Zitierter Text:
===

Studie im Auftrag der Grünen im Bundestag
Die Deutsche Bahn verfehlt seit längerem ihre selbst gesteckten Pünktlichkeitsziele. Dabei gilt nach ihrer Definition ein Zug erst ab sechs Minuten Ankunftsverspätung als unpünktlich. Gleichzeitig nicht erfasst wird eine sog. Anschlusspünktlichkeit, die zeigt, wie oft Kund*innen infolge unpünktlicher Züge ihre Anschlüsse tatsächlich verpassen. Der Frust ist groß, die Ideen bei der Deutschen Bahn und Bund dafür ziemlich bescheiden.
Wie lässt sich das Pünktlichkeitsdilemma wieder in den Griff bekommen? Und was kann vor allem kurzfristig dafür getan werden, damit der Bahnverkehr wieder pünktlicher und insgesamt zuverlässiger wird?
Eine aktuelle Studie der KCW GmbH im Auftrag der Bundestagsfraktion von Bündnis 90/Die Grünen widmet sich genau diesen Fragen und schlägt kurz‑, mittel- bis langfristige Maßnahmen vor, mit denen dauerhafte und deutliche Effekte zur Steigerung der Pünktlichkeitsraten erreicht werden können.

===

Einträge im Datensatz:
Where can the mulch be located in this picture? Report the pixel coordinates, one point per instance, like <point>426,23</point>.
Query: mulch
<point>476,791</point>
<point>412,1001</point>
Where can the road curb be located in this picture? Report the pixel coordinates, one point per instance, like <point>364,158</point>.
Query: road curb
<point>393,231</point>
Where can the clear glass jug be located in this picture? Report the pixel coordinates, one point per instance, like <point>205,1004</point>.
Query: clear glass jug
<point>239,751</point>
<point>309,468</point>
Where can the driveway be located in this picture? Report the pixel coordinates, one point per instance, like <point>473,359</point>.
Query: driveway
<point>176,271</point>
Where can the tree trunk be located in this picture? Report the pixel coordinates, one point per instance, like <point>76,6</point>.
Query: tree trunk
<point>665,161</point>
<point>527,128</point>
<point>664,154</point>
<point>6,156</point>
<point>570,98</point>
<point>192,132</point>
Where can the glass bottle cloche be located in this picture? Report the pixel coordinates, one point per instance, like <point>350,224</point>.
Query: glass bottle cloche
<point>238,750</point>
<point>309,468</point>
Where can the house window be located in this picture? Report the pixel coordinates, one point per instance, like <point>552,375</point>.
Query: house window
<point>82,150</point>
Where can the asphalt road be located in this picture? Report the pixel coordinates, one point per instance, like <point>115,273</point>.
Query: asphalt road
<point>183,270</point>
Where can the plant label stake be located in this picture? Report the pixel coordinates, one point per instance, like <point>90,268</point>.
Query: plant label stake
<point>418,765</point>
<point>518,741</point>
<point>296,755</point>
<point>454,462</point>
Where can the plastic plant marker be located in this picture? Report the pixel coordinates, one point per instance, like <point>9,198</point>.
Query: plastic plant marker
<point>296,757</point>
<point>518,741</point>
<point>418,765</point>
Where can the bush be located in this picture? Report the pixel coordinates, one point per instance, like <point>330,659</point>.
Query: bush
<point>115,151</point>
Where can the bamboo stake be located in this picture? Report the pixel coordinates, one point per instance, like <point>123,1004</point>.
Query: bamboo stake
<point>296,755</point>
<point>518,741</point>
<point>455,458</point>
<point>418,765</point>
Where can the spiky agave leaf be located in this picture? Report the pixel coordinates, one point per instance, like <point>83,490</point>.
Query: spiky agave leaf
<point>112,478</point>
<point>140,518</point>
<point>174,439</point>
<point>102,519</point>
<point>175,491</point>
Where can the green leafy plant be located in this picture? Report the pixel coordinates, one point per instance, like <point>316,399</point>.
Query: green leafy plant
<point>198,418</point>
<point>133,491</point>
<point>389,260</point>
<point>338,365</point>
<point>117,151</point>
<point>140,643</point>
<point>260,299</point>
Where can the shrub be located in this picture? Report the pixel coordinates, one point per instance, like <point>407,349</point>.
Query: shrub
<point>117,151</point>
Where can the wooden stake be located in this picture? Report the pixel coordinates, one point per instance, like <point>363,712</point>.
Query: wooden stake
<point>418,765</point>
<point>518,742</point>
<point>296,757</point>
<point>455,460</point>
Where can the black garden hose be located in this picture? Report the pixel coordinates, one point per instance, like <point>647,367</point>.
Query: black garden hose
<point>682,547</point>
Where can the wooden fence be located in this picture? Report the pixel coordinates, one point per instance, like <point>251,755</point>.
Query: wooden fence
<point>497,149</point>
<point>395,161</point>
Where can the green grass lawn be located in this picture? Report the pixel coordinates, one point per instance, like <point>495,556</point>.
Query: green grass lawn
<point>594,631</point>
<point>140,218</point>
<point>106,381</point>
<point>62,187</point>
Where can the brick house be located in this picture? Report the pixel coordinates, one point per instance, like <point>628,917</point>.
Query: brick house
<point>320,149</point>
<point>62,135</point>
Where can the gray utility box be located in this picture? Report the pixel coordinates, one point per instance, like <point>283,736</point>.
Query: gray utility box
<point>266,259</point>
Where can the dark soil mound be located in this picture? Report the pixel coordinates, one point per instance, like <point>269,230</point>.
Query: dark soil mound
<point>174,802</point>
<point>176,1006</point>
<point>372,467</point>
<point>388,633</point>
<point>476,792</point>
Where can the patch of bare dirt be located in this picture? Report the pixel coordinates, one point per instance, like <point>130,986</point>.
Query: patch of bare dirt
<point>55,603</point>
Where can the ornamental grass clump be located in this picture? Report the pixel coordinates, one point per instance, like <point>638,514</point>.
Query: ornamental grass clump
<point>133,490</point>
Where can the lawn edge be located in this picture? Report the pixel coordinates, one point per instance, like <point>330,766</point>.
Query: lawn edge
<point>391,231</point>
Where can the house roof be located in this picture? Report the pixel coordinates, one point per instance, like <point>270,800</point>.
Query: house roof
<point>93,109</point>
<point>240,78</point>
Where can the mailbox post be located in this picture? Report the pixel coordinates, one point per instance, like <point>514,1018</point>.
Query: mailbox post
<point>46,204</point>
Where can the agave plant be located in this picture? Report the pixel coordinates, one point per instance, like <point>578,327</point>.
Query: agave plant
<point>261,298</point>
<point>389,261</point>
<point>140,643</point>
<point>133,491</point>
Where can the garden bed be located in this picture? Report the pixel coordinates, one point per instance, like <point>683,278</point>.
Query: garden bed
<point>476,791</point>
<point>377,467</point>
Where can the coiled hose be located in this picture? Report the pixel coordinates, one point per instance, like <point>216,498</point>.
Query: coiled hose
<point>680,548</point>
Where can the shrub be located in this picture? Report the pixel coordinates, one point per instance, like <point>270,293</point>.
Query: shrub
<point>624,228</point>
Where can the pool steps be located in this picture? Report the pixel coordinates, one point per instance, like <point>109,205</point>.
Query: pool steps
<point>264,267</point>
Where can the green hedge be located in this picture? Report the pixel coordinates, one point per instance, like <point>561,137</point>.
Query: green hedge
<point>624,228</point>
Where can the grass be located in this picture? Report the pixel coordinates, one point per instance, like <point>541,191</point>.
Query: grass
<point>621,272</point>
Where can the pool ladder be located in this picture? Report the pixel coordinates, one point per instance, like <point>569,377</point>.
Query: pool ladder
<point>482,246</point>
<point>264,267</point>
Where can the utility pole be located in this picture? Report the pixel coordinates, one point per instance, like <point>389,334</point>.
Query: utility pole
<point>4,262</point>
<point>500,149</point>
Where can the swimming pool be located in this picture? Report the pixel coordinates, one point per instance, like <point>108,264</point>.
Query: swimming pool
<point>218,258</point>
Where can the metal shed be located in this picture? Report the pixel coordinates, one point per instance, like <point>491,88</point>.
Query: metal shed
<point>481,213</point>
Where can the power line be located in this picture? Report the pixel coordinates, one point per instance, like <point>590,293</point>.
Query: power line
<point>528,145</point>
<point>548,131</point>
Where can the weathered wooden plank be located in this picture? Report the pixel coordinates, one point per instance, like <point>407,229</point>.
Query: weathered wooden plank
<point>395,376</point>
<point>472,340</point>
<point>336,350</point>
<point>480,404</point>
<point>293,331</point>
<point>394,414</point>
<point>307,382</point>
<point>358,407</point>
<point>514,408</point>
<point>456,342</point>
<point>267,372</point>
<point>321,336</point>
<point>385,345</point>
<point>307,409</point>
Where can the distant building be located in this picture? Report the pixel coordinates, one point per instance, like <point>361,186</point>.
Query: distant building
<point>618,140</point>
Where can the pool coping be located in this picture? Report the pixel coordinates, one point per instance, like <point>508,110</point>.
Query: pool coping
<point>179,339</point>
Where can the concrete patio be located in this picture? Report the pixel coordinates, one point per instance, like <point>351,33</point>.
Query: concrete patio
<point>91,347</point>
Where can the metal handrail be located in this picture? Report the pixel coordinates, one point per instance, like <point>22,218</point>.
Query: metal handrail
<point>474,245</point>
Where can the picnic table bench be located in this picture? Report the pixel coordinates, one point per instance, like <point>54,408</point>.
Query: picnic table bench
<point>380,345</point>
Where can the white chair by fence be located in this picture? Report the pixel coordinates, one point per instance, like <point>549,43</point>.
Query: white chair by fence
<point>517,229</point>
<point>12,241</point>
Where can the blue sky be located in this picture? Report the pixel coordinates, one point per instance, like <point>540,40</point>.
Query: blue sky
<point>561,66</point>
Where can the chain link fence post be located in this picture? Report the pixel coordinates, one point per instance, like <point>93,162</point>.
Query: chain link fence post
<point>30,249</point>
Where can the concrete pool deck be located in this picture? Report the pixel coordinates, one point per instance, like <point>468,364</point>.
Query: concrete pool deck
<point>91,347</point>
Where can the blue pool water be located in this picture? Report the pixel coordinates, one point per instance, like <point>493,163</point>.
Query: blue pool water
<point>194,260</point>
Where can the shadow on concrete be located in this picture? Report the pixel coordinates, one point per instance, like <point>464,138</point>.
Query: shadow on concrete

===

Aufgabenstellung: Zitiere den obigen Text über die Pünktlichkeit der Deutschen Bahn vollständig und ohne jede Änderung.

Fertige Lösung:
Studie im Auftrag der Grünen im Bundestag
Die Deutsche Bahn verfehlt seit längerem ihre selbst gesteckten Pünktlichkeitsziele. Dabei gilt nach ihrer Definition ein Zug erst ab sechs Minuten Ankunftsverspätung als unpünktlich. Gleichzeitig nicht erfasst wird eine sog. Anschlusspünktlichkeit, die zeigt, wie oft Kund*innen infolge unpünktlicher Züge ihre Anschlüsse tatsächlich verpassen. Der Frust ist groß, die Ideen bei der Deutschen Bahn und Bund dafür ziemlich bescheiden.
Wie lässt sich das Pünktlichkeitsdilemma wieder in den Griff bekommen? Und was kann vor allem kurzfristig dafür getan werden, damit der Bahnverkehr wieder pünktlicher und insgesamt zuverlässiger wird?
Eine aktuelle Studie der KCW GmbH im Auftrag der Bundestagsfraktion von Bündnis 90/Die Grünen widmet sich genau diesen Fragen und schlägt kurz‑, mittel- bis langfristige Maßnahmen vor, mit denen dauerhafte und deutliche Effekte zur Steigerung der Pünktlichkeitsraten erreicht werden können.